BEGIN

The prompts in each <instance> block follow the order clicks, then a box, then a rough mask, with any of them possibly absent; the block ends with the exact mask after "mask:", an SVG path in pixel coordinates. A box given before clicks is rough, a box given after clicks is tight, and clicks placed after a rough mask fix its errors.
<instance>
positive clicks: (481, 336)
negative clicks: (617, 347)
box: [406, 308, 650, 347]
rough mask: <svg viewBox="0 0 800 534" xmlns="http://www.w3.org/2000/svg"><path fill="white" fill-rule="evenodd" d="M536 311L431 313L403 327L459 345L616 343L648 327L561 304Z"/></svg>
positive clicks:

END

Please write out the data again exactly as it stands.

The prompts in each <instance> block follow the order clicks, then a box, then a rough mask, with any of them possibly absent; the block ends with the exact mask after "mask:", an SVG path in pixel coordinates. A box given before clicks is rough, a box given after clicks is tight, and clicks placed after a rough mask fix its errors.
<instance>
positive clicks: (481, 336)
negative clicks: (617, 347)
box: [406, 308, 650, 347]
rough mask: <svg viewBox="0 0 800 534" xmlns="http://www.w3.org/2000/svg"><path fill="white" fill-rule="evenodd" d="M536 311L431 313L403 327L459 345L616 343L648 327L561 304Z"/></svg>
positive clicks:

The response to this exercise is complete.